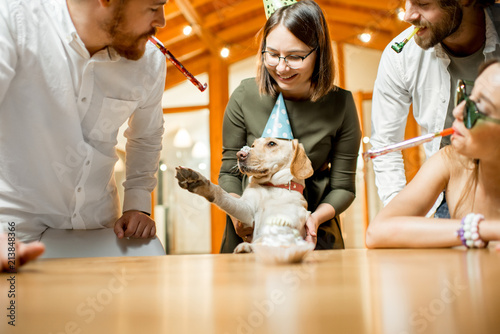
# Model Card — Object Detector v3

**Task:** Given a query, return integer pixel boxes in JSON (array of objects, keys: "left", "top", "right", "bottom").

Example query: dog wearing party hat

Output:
[{"left": 175, "top": 93, "right": 315, "bottom": 262}]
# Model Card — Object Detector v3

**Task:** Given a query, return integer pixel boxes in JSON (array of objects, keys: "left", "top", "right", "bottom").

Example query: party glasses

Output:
[
  {"left": 456, "top": 79, "right": 500, "bottom": 129},
  {"left": 262, "top": 47, "right": 317, "bottom": 69}
]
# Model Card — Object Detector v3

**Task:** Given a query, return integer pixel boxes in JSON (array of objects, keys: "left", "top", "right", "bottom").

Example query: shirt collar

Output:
[
  {"left": 484, "top": 6, "right": 500, "bottom": 55},
  {"left": 44, "top": 0, "right": 121, "bottom": 61}
]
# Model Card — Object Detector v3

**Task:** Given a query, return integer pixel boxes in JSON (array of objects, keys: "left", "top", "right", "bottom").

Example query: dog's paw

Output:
[
  {"left": 175, "top": 167, "right": 213, "bottom": 198},
  {"left": 234, "top": 242, "right": 253, "bottom": 254}
]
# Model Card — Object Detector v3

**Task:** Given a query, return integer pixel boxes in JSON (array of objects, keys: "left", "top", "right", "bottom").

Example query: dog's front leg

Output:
[{"left": 175, "top": 167, "right": 254, "bottom": 226}]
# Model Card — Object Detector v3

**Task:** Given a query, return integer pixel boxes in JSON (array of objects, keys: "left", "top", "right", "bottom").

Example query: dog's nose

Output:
[{"left": 236, "top": 150, "right": 248, "bottom": 160}]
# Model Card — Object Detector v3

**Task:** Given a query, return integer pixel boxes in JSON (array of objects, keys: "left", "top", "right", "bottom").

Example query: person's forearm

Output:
[
  {"left": 366, "top": 217, "right": 464, "bottom": 249},
  {"left": 478, "top": 220, "right": 500, "bottom": 243},
  {"left": 311, "top": 203, "right": 336, "bottom": 228}
]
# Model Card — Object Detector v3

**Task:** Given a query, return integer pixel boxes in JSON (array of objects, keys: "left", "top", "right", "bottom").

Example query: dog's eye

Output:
[{"left": 267, "top": 141, "right": 277, "bottom": 147}]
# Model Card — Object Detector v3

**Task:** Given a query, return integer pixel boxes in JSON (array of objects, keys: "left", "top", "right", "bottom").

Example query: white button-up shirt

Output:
[
  {"left": 371, "top": 6, "right": 500, "bottom": 207},
  {"left": 0, "top": 0, "right": 166, "bottom": 241}
]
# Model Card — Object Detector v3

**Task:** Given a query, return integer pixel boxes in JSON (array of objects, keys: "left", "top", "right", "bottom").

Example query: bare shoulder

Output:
[
  {"left": 415, "top": 147, "right": 452, "bottom": 183},
  {"left": 380, "top": 147, "right": 452, "bottom": 217}
]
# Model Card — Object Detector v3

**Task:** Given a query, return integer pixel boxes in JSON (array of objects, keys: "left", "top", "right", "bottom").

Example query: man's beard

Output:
[
  {"left": 104, "top": 6, "right": 156, "bottom": 60},
  {"left": 412, "top": 5, "right": 463, "bottom": 50}
]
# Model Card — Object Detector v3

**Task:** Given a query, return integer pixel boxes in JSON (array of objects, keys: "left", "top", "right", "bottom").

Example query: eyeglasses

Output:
[
  {"left": 455, "top": 79, "right": 500, "bottom": 129},
  {"left": 261, "top": 47, "right": 317, "bottom": 69}
]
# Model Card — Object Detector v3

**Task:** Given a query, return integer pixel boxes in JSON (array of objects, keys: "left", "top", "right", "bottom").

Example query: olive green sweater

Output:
[{"left": 218, "top": 78, "right": 361, "bottom": 251}]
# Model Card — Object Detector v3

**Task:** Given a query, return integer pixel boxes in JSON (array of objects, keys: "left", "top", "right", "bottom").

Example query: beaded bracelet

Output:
[{"left": 456, "top": 213, "right": 489, "bottom": 249}]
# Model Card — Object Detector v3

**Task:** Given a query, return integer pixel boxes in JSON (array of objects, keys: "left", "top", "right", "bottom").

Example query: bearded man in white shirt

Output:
[
  {"left": 370, "top": 0, "right": 500, "bottom": 217},
  {"left": 0, "top": 0, "right": 168, "bottom": 245}
]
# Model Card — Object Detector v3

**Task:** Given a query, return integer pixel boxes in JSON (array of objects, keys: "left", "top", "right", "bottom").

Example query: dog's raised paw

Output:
[{"left": 175, "top": 166, "right": 210, "bottom": 193}]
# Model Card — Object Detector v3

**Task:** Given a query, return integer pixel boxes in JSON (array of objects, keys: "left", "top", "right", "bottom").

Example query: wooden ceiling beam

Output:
[
  {"left": 158, "top": 0, "right": 409, "bottom": 90},
  {"left": 174, "top": 0, "right": 222, "bottom": 55},
  {"left": 164, "top": 35, "right": 206, "bottom": 58},
  {"left": 202, "top": 0, "right": 265, "bottom": 29},
  {"left": 164, "top": 1, "right": 180, "bottom": 19},
  {"left": 322, "top": 4, "right": 393, "bottom": 32},
  {"left": 322, "top": 0, "right": 402, "bottom": 12},
  {"left": 216, "top": 16, "right": 264, "bottom": 44},
  {"left": 328, "top": 21, "right": 393, "bottom": 51}
]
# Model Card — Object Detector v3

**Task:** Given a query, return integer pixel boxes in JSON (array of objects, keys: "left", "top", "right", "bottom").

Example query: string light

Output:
[
  {"left": 183, "top": 25, "right": 192, "bottom": 36},
  {"left": 220, "top": 47, "right": 230, "bottom": 58},
  {"left": 397, "top": 8, "right": 405, "bottom": 21},
  {"left": 358, "top": 32, "right": 372, "bottom": 43},
  {"left": 173, "top": 128, "right": 192, "bottom": 148}
]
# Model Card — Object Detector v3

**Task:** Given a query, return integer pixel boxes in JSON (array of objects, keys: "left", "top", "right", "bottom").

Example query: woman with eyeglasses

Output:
[
  {"left": 218, "top": 0, "right": 361, "bottom": 252},
  {"left": 366, "top": 59, "right": 500, "bottom": 250}
]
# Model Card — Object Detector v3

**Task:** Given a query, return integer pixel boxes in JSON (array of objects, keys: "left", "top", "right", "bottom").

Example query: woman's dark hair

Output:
[{"left": 256, "top": 0, "right": 335, "bottom": 102}]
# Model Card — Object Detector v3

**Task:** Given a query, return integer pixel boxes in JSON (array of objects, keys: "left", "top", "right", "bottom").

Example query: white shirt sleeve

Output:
[
  {"left": 370, "top": 44, "right": 412, "bottom": 206},
  {"left": 0, "top": 1, "right": 17, "bottom": 106},
  {"left": 122, "top": 63, "right": 166, "bottom": 214}
]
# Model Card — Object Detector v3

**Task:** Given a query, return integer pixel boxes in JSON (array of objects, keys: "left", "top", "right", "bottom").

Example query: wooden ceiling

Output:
[{"left": 156, "top": 0, "right": 410, "bottom": 90}]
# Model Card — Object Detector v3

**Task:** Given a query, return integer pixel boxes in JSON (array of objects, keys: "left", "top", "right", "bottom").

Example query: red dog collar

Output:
[{"left": 261, "top": 181, "right": 304, "bottom": 195}]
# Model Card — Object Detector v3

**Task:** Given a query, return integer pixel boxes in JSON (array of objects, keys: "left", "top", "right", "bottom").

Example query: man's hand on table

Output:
[
  {"left": 0, "top": 233, "right": 45, "bottom": 272},
  {"left": 114, "top": 210, "right": 156, "bottom": 239}
]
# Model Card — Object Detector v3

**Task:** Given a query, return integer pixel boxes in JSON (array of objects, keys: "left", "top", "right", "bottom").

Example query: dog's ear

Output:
[{"left": 290, "top": 139, "right": 314, "bottom": 180}]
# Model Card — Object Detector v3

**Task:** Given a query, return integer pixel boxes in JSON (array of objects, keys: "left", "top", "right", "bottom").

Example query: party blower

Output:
[
  {"left": 149, "top": 36, "right": 208, "bottom": 92},
  {"left": 363, "top": 128, "right": 454, "bottom": 161},
  {"left": 391, "top": 27, "right": 420, "bottom": 53}
]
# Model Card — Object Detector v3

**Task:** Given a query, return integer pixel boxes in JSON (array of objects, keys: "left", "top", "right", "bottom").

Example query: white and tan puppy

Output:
[{"left": 175, "top": 138, "right": 314, "bottom": 254}]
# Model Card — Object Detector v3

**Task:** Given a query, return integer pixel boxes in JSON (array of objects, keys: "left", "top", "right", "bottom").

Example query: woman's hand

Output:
[
  {"left": 305, "top": 214, "right": 320, "bottom": 246},
  {"left": 228, "top": 193, "right": 254, "bottom": 242},
  {"left": 305, "top": 203, "right": 336, "bottom": 247},
  {"left": 230, "top": 216, "right": 254, "bottom": 243}
]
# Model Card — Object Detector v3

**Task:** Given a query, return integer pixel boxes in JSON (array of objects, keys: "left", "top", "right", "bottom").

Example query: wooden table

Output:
[{"left": 1, "top": 248, "right": 500, "bottom": 334}]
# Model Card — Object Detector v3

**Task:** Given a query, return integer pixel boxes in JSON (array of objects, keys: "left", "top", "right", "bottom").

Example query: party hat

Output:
[
  {"left": 263, "top": 0, "right": 297, "bottom": 19},
  {"left": 262, "top": 93, "right": 294, "bottom": 139}
]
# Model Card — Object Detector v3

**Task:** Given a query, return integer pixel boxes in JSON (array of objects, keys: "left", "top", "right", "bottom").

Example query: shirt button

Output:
[
  {"left": 85, "top": 160, "right": 90, "bottom": 166},
  {"left": 81, "top": 97, "right": 87, "bottom": 103},
  {"left": 73, "top": 213, "right": 77, "bottom": 218},
  {"left": 77, "top": 187, "right": 82, "bottom": 192}
]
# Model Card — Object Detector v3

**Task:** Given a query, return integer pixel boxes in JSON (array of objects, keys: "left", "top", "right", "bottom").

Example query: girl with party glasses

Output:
[{"left": 366, "top": 59, "right": 500, "bottom": 249}]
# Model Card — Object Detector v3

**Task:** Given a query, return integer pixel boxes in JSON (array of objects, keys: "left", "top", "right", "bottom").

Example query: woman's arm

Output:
[
  {"left": 305, "top": 91, "right": 361, "bottom": 244},
  {"left": 321, "top": 91, "right": 361, "bottom": 217},
  {"left": 218, "top": 86, "right": 247, "bottom": 196},
  {"left": 365, "top": 149, "right": 460, "bottom": 248},
  {"left": 305, "top": 203, "right": 335, "bottom": 244}
]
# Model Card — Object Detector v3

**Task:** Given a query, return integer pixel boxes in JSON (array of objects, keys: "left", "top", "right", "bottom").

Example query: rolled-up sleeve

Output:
[
  {"left": 0, "top": 1, "right": 18, "bottom": 106},
  {"left": 122, "top": 64, "right": 166, "bottom": 214},
  {"left": 370, "top": 45, "right": 412, "bottom": 206}
]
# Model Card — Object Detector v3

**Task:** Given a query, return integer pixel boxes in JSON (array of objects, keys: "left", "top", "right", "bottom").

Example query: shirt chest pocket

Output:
[{"left": 88, "top": 98, "right": 139, "bottom": 143}]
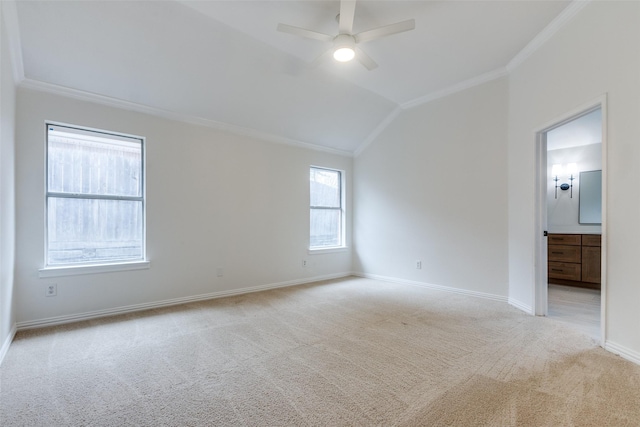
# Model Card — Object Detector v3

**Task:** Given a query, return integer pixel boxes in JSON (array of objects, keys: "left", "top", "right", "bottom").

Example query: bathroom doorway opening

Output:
[{"left": 534, "top": 99, "right": 606, "bottom": 344}]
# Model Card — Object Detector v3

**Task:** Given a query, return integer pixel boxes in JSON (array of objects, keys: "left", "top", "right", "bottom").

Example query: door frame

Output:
[{"left": 533, "top": 94, "right": 607, "bottom": 346}]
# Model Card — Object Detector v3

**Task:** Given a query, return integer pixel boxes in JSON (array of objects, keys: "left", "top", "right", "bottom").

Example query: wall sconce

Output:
[{"left": 552, "top": 163, "right": 578, "bottom": 198}]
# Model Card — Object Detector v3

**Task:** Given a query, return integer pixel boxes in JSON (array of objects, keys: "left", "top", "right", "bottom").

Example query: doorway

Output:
[{"left": 534, "top": 98, "right": 606, "bottom": 345}]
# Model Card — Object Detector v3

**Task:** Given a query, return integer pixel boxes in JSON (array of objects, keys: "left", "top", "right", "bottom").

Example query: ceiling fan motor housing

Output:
[{"left": 333, "top": 34, "right": 356, "bottom": 62}]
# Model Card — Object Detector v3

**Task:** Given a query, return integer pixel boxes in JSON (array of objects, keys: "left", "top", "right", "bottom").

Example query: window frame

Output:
[
  {"left": 309, "top": 166, "right": 346, "bottom": 251},
  {"left": 40, "top": 121, "right": 148, "bottom": 277}
]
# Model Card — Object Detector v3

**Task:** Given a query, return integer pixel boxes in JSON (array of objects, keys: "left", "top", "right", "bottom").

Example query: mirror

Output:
[{"left": 579, "top": 170, "right": 602, "bottom": 224}]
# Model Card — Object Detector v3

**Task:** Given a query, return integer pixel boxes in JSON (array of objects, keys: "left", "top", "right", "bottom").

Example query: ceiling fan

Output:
[{"left": 277, "top": 0, "right": 415, "bottom": 71}]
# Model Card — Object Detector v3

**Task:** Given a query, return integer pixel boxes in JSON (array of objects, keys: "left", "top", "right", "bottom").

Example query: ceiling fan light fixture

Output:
[
  {"left": 334, "top": 47, "right": 355, "bottom": 62},
  {"left": 333, "top": 34, "right": 356, "bottom": 62},
  {"left": 276, "top": 0, "right": 415, "bottom": 71}
]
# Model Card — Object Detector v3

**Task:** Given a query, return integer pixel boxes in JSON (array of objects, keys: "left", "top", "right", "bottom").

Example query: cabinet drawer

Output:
[
  {"left": 548, "top": 245, "right": 581, "bottom": 263},
  {"left": 549, "top": 262, "right": 581, "bottom": 281},
  {"left": 582, "top": 234, "right": 601, "bottom": 247},
  {"left": 548, "top": 234, "right": 581, "bottom": 245}
]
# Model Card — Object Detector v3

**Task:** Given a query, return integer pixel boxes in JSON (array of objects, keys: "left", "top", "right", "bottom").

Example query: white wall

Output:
[
  {"left": 0, "top": 7, "right": 17, "bottom": 359},
  {"left": 14, "top": 88, "right": 352, "bottom": 325},
  {"left": 353, "top": 78, "right": 509, "bottom": 298},
  {"left": 547, "top": 143, "right": 602, "bottom": 234},
  {"left": 507, "top": 1, "right": 640, "bottom": 358}
]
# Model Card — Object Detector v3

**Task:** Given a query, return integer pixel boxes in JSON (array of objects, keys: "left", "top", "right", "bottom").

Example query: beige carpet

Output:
[{"left": 1, "top": 277, "right": 639, "bottom": 426}]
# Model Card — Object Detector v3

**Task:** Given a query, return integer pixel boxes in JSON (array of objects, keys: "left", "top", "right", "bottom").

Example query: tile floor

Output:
[{"left": 547, "top": 284, "right": 601, "bottom": 340}]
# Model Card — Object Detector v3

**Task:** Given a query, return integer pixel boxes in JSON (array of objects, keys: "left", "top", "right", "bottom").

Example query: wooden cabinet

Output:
[
  {"left": 548, "top": 262, "right": 582, "bottom": 281},
  {"left": 582, "top": 235, "right": 601, "bottom": 284},
  {"left": 548, "top": 233, "right": 601, "bottom": 289},
  {"left": 548, "top": 234, "right": 581, "bottom": 246},
  {"left": 548, "top": 234, "right": 581, "bottom": 281},
  {"left": 548, "top": 245, "right": 581, "bottom": 263}
]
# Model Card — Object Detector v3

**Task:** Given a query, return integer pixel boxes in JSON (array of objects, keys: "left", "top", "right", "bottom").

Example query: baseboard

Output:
[
  {"left": 353, "top": 272, "right": 508, "bottom": 303},
  {"left": 508, "top": 297, "right": 533, "bottom": 315},
  {"left": 0, "top": 324, "right": 17, "bottom": 366},
  {"left": 12, "top": 273, "right": 639, "bottom": 369},
  {"left": 16, "top": 272, "right": 352, "bottom": 330},
  {"left": 605, "top": 340, "right": 640, "bottom": 366}
]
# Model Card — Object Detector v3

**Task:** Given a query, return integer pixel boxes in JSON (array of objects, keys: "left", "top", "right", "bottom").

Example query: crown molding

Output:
[
  {"left": 1, "top": 0, "right": 25, "bottom": 83},
  {"left": 400, "top": 67, "right": 508, "bottom": 111},
  {"left": 19, "top": 78, "right": 353, "bottom": 157},
  {"left": 354, "top": 0, "right": 592, "bottom": 157},
  {"left": 354, "top": 106, "right": 402, "bottom": 157},
  {"left": 7, "top": 0, "right": 591, "bottom": 159},
  {"left": 354, "top": 68, "right": 508, "bottom": 156},
  {"left": 507, "top": 0, "right": 591, "bottom": 72}
]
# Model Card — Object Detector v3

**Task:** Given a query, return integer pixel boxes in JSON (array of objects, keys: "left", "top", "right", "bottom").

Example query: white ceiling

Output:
[
  {"left": 13, "top": 0, "right": 572, "bottom": 154},
  {"left": 547, "top": 108, "right": 602, "bottom": 151}
]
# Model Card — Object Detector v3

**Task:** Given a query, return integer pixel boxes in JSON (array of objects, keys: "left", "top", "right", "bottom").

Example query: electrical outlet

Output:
[
  {"left": 302, "top": 259, "right": 307, "bottom": 268},
  {"left": 46, "top": 284, "right": 57, "bottom": 297},
  {"left": 416, "top": 260, "right": 422, "bottom": 269},
  {"left": 216, "top": 267, "right": 224, "bottom": 277}
]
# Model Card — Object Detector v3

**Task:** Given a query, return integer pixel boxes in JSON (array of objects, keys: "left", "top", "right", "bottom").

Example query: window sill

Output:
[
  {"left": 308, "top": 247, "right": 349, "bottom": 255},
  {"left": 39, "top": 260, "right": 150, "bottom": 278}
]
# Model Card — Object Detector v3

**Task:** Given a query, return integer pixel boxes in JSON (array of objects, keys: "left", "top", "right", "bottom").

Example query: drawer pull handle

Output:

__To do__:
"Example query: dog wearing party hat" marks the last line to keep. Retype every line from the start of the entries through that one, exactly, and drop the pictures.

__Task output__:
# Model Card — Object Detector v3

**Task:** Given a query, return integer pixel boxes in JSON (array of objects, keys: "left", "top", "right", "bottom").

Example query: dog wearing party hat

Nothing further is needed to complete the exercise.